Stored data
>>>>>
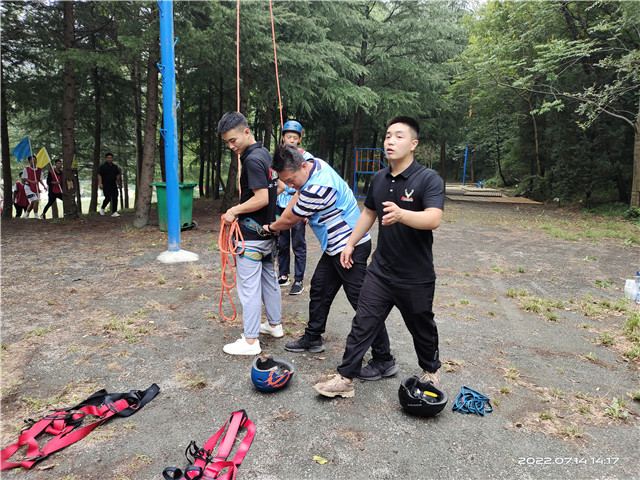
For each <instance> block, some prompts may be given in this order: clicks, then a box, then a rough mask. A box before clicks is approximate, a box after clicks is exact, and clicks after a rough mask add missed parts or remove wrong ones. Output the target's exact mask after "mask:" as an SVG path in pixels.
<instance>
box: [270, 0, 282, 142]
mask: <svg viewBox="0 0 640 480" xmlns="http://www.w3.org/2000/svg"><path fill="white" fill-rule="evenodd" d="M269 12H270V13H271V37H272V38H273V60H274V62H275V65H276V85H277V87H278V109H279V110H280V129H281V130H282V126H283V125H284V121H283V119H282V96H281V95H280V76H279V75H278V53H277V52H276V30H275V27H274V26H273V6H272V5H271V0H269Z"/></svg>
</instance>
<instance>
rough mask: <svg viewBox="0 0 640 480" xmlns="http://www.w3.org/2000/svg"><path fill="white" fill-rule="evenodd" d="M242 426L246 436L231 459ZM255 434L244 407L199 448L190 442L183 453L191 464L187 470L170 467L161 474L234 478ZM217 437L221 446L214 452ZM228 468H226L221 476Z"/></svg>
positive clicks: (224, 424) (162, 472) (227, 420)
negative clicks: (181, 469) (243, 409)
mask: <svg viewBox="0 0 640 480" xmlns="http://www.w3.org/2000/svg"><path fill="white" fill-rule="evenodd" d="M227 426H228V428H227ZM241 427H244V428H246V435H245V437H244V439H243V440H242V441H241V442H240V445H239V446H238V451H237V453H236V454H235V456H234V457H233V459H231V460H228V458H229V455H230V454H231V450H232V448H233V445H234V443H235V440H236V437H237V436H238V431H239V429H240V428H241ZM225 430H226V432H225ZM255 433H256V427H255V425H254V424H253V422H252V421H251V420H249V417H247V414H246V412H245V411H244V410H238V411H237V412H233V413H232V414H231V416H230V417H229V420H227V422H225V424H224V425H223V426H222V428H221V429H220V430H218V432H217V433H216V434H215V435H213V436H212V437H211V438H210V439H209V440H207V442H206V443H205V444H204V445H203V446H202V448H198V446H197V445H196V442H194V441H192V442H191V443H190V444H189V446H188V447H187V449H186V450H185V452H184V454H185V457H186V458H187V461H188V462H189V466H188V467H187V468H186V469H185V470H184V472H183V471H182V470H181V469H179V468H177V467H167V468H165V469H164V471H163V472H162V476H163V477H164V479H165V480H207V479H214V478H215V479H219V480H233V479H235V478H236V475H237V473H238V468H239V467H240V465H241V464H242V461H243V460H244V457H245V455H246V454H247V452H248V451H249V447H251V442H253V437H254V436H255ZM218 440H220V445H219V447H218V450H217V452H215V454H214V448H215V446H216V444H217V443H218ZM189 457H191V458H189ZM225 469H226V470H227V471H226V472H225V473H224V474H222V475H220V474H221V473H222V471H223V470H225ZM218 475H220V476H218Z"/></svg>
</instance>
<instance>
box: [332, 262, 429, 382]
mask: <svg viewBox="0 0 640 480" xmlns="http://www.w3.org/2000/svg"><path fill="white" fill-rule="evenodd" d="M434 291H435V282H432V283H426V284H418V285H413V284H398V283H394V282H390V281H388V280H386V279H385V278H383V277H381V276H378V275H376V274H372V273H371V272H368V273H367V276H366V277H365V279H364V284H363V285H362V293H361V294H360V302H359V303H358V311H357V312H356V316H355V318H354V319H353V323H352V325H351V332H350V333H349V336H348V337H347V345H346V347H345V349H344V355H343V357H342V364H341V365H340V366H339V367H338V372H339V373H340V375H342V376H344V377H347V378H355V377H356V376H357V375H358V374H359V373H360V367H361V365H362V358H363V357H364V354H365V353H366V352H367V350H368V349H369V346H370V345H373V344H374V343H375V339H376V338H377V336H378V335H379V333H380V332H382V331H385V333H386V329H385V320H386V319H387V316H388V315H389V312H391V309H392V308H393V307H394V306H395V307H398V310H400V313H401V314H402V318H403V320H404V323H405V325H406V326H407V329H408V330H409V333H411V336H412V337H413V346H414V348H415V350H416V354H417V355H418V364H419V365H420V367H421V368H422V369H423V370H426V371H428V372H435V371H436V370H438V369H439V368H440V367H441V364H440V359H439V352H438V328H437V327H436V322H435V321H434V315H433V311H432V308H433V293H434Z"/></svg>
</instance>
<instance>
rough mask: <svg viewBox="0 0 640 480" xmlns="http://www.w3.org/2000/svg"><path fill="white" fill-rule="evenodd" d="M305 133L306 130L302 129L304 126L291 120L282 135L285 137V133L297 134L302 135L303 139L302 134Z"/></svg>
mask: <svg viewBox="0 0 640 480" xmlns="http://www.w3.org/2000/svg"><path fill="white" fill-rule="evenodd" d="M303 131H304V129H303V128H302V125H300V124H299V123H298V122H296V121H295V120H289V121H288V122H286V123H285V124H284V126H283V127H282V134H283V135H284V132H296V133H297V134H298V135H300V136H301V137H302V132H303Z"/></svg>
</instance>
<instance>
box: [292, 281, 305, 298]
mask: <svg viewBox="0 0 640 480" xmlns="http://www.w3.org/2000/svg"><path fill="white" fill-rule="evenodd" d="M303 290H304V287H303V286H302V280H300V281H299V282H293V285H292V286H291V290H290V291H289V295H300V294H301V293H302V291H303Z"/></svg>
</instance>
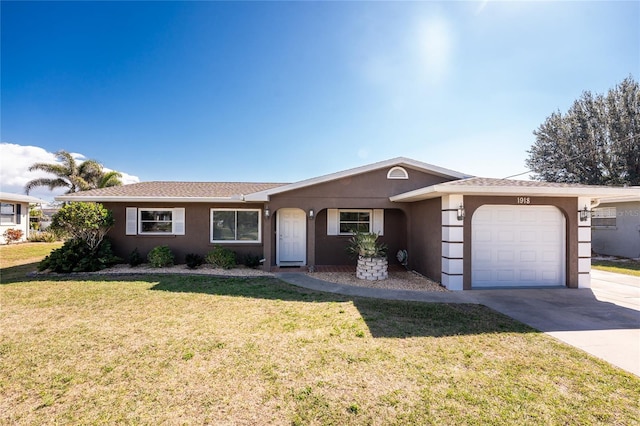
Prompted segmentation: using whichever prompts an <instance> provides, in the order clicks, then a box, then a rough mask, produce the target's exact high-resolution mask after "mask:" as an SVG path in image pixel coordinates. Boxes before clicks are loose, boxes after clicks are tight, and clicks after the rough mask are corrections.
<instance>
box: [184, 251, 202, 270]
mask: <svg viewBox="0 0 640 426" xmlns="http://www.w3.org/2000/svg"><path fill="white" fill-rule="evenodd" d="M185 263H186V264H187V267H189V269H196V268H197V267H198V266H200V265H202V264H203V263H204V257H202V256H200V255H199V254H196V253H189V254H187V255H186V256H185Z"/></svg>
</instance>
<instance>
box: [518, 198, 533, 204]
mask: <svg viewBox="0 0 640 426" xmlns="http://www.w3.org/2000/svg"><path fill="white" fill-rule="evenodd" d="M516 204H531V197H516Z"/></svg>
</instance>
<<<<<
> [What is expected]: Only the lines from where the data begins to the line with "positive clicks: (224, 424)", both of them included, should be reproduced word for word; no pictures.

> [Result]:
For each <instance> block, some prompts may be given in this order: clicks, then a box, then a rough mask. A box before clicks is approximate, a box after clicks is exact, and clicks after a rough mask add missed parts or remove wrong ones. Output the target's exact mask after "mask:" as an SVG path in pixels.
<instance>
box: [270, 0, 282, 142]
mask: <svg viewBox="0 0 640 480" xmlns="http://www.w3.org/2000/svg"><path fill="white" fill-rule="evenodd" d="M269 12H270V13H271V37H272V38H273V60H274V62H275V65H276V85H277V87H278V109H279V110H280V129H281V130H282V126H283V125H284V121H283V119H282V96H281V95H280V76H279V75H278V53H277V52H276V30H275V27H274V26H273V6H272V5H271V0H269Z"/></svg>
</instance>
<instance>
rough mask: <svg viewBox="0 0 640 480" xmlns="http://www.w3.org/2000/svg"><path fill="white" fill-rule="evenodd" d="M242 426L246 436L231 459ZM255 434L244 407L199 448L190 442L183 453L191 464L187 470L170 467L161 474L234 478ZM217 437L221 446L214 452ZM228 468H226L221 476Z"/></svg>
positive clicks: (224, 424) (162, 472) (227, 420)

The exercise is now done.